[Stored data entries]
╭──

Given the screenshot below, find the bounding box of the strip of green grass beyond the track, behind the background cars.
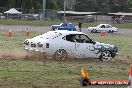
[0,19,132,29]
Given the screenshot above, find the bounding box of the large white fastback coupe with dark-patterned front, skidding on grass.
[24,30,118,61]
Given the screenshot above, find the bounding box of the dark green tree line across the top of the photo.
[0,0,132,13]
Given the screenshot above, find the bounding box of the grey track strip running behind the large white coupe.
[0,25,132,35]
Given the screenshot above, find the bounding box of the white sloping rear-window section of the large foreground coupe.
[33,31,62,39]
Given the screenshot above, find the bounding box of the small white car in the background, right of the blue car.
[88,24,118,33]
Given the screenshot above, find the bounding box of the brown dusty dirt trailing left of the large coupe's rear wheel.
[0,50,51,61]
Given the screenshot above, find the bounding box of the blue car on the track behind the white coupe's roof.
[51,23,76,31]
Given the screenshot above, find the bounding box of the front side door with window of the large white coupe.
[74,34,96,58]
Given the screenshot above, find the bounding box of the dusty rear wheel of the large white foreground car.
[53,49,67,61]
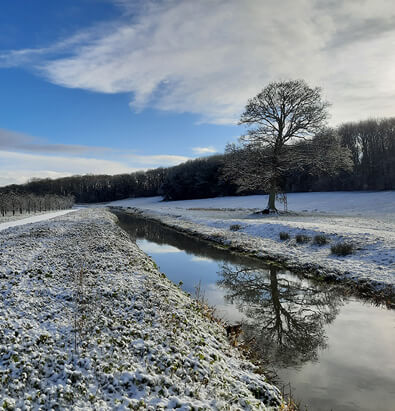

╰──

| Goal of the exercise |
The lines from the one containing "Given the screenshot above, find the bounding box of the blue" through the last line above are to be repeated exactly, and only those. Any pictures must be left out.

| Solution below |
Given the screenshot above, find the bounding box of the blue car on the track behind the white coupe's roof.
[51,23,76,31]
Given the screenshot above, find the bounding box of the front side door with window of the large white coupe.
[74,34,96,58]
Given the screenshot above, find the bounding box of the dusty rear wheel of the large white foreground car.
[53,49,67,61]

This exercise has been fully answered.